The problem with anger of course is that it distorts your ability to think rationally. It's not reasonable to view the Right as a monolithic block of evil (especially of you then think that distinctions like the axis of evil are silly). There are many different "Rights." Wall Street types, for example, don't hate "urban dwellers." Civil Libertarians are a whole lot more conservative than they are liberal.

Personally, I think that the right is successful now because it has a good mix. What I mean by this, is it has its angry peons, the religious right, nativists, etc. but it also has the well-educated types that know alot more about economics than I do, and can make perfectly sophisticated arguments (who of course are completely using the first bunch). The left needs to try to create this mix.

I went to one of the more conservative of prestigious northeastern schools. During my senior year there was a big uproar in the conservative paper about there not being conservative professors. They didn't really care, but in defending the point you tend to kill your argument for affirmative action. Dumbasses or not, they were relatively articulate. The responses in the student papers, however, were generally absurd. At least half of them mentioned something about the racism involved in only teaching dead white men (obviously a big conservative college talking point) which had absolutely nothing to do with the issue. The people who were supposed to enter the argument, instead, got real emotional. (If ever you say that things are thematically linked in a political setting, you should probably stop talking)

Additionally having the impassioned gay, minority, Volvo driving, latte sipping segment of the party becoming louder and sel-righteous will turn off a lot of other factions of the party. We have to realize that alot of our key membership doesn't think that christian fundamentalism is crazy. We can't do things like protest the war, we have to do things like protest for a series of deadlines for the pullout of troops, and additional spending in the meantime, if we want to protest at all. Protesting bugs a lot of people, they become skeptical of people that have enough time on their hands to do it. We have to, in my opinion, be a little less angry, and a whole lot smarter . Perhaps the uneasy link between business social conservatives could be better attacked by trying to understand the conservatives. Part of that is also accepting that Democrats have failed becuase of things besides someone else's hate-preaching.

Getting mad is fine, but it'll just lead to more anger in the future.

Anonymous said...

That's hillarious. I used to listen to Bob Grant when I was a teenager in the late '70s when he was on WOR. But that was mostly because WOR also had Bob and Ray, Mystery Theater, and most of all, Gene Shepard running at the time. Bob Grant, and a radio evangelist they used to broadcast named "Garner Ted Armstrong", who was constantly prophesying the apocaplypse with regard to contempory events in the Middle East, were my first introductions to the trully twisted pricks of the universe.

But like you, out of youthfull naivetee I tried to listen to them with an open and logical mind.

Flash forward to the present:

I'm quite out of all sympathy. I'm out of "perspective" for these kinds of scum. No more benefit of the doubt. I really dont care why they are the way they are.

These republicans, these little people, these creatures, these hate mongering racists and fascists- today especially, with so much information available, with the history of the 20th century at everyone's finger tips- these ugly minds have no excuse left to hide behind.

They are the dirt of humanity, which is like saying they are the dirt of the dirt.

Our country and the world, are in dire peril. It is long past time to suspend judgement on stupidity and evil.

Saved entries:

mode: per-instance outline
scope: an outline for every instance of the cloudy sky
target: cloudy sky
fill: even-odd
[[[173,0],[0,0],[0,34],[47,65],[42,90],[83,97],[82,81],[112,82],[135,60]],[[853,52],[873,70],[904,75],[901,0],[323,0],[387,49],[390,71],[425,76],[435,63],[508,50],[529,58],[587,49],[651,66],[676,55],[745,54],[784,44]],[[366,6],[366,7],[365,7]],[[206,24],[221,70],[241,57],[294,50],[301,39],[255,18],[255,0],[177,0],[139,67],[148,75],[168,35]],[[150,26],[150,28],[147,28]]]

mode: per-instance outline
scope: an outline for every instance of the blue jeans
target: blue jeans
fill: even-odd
...
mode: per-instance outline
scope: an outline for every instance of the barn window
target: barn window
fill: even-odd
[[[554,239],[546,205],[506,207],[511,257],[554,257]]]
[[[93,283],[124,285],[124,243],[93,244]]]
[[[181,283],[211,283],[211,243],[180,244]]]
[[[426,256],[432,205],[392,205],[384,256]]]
...
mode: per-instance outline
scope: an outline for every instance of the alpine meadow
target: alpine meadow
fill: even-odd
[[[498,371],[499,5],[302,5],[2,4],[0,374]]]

Problem:
For each numbered statement, answer yes or no according to the comments on anger and the political Right, and quote the words of the text that settle it.
1. The first commenter attended one of the more conservative of prestigious northeastern schools.
2. The second commenter listened to Bob Grant on WOR as a teenager in the late '80s.
3. The first commenter holds that the left should protest the war outright.

Exercise output:
1. Yes: "I went to one of the more conservative of prestigious northeastern schools."
2. No: "I used to listen to Bob Grant when I was a teenager in the late '70s when he was on WOR."
3. No: "We can't do things like protest the war"